> **Task brief**: Turn the lines of the records below into a numbered list, omitting blank lines and leaving out the pictures.

----- Data to use -----

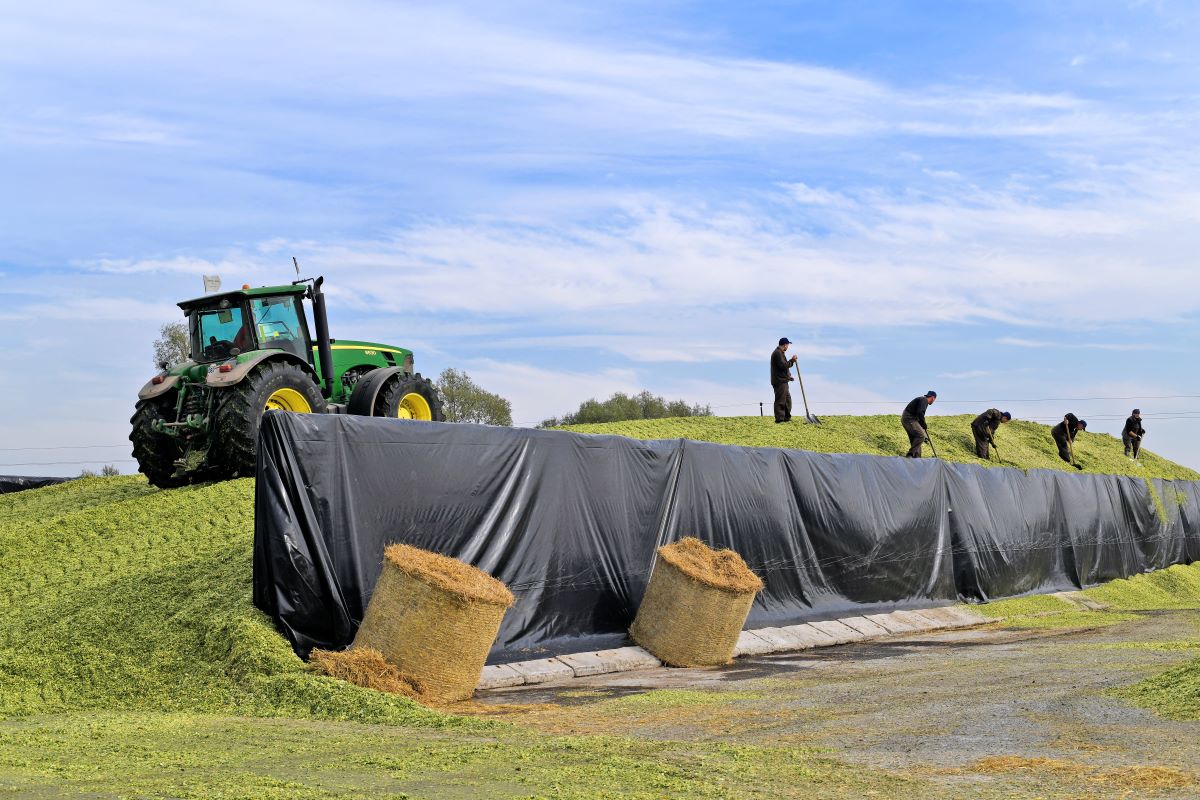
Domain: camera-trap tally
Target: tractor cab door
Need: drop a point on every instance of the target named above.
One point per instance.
(280, 325)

-----

> **Result**:
1. Domain: camera-trap tally
2. Target: tractor cab door
3. Need: drop a point on every instance of the target named above.
4. One point per instance.
5. (280, 325)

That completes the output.